(A run of records)
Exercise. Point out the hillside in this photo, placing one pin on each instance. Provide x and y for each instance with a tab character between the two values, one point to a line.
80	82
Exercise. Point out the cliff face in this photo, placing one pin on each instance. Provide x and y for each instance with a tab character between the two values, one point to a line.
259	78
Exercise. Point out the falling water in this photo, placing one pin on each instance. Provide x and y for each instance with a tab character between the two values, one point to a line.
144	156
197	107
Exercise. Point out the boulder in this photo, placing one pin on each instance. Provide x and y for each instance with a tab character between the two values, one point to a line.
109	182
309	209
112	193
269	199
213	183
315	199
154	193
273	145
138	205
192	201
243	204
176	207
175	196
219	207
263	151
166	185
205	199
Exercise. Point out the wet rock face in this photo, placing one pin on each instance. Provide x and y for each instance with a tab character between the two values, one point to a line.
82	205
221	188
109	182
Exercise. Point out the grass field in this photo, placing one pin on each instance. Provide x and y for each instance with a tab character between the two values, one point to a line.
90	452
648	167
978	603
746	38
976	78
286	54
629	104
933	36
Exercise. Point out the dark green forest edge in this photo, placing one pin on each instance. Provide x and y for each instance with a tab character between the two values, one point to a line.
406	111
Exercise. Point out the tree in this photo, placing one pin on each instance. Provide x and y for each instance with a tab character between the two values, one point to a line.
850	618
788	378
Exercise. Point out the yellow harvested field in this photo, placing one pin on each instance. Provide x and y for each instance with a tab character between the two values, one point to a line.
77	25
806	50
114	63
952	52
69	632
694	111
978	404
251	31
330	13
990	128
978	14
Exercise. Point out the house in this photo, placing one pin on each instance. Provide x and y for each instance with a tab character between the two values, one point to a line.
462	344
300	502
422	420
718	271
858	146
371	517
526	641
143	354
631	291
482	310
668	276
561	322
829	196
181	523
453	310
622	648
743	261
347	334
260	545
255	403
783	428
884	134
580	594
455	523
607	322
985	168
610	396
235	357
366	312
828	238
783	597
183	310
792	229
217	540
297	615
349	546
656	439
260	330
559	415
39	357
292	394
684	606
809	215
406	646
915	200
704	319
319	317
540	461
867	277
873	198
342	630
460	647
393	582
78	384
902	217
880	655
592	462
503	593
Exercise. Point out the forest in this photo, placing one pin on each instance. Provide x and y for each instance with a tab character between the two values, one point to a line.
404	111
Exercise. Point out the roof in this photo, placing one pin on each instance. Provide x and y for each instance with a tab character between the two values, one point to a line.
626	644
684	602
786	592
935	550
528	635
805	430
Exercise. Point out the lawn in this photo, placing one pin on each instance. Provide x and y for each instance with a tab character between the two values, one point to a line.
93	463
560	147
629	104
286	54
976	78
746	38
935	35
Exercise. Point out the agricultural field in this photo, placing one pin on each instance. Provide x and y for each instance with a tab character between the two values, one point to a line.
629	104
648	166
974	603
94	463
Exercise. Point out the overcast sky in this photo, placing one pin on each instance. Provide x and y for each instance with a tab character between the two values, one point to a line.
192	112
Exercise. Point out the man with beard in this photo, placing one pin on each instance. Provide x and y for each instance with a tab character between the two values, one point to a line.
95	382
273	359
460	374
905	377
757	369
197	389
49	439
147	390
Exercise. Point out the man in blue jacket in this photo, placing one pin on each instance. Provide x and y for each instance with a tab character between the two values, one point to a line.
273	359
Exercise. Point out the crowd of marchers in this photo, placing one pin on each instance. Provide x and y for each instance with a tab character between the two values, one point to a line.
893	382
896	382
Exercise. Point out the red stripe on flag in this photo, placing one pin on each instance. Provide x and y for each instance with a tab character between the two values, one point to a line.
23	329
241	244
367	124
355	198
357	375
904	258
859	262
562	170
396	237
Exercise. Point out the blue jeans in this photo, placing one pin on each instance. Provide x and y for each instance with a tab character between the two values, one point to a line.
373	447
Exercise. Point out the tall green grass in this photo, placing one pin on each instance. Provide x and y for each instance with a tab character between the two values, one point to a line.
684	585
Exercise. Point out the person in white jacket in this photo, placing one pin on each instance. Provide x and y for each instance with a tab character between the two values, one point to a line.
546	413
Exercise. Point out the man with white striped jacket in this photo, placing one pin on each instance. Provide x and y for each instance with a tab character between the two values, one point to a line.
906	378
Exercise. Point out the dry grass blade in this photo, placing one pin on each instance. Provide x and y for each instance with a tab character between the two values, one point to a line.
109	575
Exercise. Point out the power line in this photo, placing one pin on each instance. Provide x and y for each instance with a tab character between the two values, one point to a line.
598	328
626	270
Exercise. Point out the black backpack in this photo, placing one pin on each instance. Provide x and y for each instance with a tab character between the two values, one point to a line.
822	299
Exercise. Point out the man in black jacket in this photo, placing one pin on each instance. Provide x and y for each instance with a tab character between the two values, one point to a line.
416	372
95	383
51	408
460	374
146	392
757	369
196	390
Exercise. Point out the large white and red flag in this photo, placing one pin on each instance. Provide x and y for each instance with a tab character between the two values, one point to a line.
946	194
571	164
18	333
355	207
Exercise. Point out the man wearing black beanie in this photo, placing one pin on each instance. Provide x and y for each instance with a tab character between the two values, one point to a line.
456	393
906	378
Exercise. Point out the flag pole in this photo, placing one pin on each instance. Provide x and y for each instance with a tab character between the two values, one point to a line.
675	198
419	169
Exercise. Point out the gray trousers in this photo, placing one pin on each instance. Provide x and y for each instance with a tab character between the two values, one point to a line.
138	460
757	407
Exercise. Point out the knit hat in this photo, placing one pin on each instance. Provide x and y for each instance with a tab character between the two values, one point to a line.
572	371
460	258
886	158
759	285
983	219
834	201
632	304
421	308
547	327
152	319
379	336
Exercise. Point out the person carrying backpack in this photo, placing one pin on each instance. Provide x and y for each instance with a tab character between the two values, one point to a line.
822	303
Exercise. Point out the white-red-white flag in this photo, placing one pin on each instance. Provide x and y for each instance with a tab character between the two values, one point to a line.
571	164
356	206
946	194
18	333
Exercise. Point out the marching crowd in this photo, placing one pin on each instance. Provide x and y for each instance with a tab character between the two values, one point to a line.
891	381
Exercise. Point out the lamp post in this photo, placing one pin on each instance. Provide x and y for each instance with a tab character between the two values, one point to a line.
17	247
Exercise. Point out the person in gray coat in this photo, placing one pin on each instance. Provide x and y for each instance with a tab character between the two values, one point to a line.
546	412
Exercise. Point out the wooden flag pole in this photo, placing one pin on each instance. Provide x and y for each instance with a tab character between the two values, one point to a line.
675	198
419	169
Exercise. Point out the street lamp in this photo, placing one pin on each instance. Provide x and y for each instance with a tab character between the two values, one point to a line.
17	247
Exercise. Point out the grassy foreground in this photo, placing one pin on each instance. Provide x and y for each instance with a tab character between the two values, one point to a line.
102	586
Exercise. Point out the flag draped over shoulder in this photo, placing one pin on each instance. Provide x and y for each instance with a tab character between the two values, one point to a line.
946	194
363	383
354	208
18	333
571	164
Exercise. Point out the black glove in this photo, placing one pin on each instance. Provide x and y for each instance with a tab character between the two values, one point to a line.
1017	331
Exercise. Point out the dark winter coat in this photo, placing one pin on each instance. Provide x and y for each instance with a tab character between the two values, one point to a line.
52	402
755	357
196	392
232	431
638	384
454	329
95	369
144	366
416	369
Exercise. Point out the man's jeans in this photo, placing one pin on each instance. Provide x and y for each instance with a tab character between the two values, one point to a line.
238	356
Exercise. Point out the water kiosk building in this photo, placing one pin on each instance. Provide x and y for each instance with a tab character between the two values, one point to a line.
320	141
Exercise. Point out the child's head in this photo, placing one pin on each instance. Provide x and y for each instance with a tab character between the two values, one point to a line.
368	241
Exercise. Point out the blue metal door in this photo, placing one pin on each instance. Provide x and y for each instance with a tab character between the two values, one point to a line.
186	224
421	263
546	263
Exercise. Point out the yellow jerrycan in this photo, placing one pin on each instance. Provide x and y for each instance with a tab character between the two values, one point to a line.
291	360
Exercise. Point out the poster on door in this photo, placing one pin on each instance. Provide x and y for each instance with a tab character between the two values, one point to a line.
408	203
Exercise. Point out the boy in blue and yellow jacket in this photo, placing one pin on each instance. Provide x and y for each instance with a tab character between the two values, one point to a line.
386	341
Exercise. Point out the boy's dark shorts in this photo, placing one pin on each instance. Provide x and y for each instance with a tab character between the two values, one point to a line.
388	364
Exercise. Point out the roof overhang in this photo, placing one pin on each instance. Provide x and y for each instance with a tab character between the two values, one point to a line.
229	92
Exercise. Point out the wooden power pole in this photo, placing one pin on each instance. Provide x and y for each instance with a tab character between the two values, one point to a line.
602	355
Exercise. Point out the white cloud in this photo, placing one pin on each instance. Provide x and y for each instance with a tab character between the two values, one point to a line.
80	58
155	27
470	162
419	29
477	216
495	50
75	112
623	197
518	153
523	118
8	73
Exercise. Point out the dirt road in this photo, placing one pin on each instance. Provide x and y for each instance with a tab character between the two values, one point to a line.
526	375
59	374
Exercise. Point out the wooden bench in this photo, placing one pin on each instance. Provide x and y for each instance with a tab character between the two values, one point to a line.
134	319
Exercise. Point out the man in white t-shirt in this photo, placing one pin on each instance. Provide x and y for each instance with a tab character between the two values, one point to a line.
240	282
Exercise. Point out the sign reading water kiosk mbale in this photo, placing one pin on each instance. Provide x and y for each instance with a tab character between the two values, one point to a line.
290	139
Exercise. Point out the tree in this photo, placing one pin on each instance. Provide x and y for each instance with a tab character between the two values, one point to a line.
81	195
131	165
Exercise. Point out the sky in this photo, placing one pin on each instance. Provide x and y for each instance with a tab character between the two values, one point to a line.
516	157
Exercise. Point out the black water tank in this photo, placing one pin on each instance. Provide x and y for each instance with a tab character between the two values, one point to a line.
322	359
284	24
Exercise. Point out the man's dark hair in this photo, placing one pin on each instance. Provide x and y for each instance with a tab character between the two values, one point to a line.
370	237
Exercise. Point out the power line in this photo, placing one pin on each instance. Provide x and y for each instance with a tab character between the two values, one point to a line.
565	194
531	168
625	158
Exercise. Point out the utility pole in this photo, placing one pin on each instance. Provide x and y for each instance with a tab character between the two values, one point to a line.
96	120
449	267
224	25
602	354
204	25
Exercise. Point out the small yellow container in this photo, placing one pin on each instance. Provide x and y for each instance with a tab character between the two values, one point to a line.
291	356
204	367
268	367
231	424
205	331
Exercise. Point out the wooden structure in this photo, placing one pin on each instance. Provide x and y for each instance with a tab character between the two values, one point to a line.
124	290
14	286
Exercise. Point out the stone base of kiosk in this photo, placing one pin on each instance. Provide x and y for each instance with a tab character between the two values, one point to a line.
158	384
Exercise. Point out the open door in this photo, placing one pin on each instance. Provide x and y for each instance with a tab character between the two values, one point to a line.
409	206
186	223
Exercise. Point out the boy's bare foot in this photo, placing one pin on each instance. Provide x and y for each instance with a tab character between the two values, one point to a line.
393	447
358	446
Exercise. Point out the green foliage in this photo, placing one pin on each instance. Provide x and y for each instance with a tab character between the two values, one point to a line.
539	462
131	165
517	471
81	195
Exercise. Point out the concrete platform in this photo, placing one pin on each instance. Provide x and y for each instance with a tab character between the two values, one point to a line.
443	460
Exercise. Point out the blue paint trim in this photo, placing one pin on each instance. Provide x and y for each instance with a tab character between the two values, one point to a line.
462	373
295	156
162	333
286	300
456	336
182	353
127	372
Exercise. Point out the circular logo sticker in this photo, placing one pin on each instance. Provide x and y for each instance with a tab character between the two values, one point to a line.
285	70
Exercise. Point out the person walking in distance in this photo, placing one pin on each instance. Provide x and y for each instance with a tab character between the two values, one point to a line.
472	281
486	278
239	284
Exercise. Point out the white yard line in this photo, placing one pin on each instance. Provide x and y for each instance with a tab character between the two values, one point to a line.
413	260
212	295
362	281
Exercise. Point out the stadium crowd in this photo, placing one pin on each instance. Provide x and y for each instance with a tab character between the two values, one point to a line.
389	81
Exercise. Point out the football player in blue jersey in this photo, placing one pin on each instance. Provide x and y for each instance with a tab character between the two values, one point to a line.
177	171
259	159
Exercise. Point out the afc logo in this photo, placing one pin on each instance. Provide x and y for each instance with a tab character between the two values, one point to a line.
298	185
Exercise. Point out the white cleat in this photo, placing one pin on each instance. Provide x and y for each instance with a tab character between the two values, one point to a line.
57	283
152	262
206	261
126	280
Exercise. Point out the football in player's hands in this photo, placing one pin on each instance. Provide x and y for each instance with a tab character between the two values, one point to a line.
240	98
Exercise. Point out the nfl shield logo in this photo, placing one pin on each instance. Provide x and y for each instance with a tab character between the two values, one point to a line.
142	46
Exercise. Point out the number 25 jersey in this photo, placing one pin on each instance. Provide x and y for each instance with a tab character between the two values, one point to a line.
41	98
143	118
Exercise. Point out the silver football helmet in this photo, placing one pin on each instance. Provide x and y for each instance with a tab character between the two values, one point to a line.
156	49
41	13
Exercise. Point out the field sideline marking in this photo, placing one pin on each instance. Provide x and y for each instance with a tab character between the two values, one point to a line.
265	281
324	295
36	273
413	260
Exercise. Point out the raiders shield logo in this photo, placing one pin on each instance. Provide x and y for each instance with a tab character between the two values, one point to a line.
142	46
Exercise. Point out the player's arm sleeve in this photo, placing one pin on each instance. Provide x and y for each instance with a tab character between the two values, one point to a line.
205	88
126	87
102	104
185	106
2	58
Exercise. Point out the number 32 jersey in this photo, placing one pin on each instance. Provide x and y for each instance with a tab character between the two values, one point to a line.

YOUR GOAL -> Rewrite the material from the line containing "Exercise. Point out the silver" through the end of the material. Swap "arm sleeve" for "wristband", and leave everything else unchanged.

SOLUTION ->
Exercise. Point out the silver football helmet in this photo, placing one pin on each instance. Provide x and y for each instance with a tab character between the two values, one point to a line.
156	49
41	13
Exercise. Point out the field sideline marking in this photo, placing one pin on each instance. Provide x and y for each instance with a tab character between the two values, one point to a line.
265	281
324	295
36	273
413	260
Exercise. Point out the raiders shield logo in this photo, placing one pin on each instance. Provide x and y for each instance with a tab character between the two values, one point to a line.
142	46
Exercise. Point out the player's wristband in this photo, placing one pin on each instance. Provide x and y for each instance with a tab character between the two values, one point to a line.
205	88
126	87
102	104
185	106
2	58
Exercise. Point out the number 32 jersey in this photo, placing one pin on each instance. Provide x and y for each instance with a tab character between the two values, one point to a line.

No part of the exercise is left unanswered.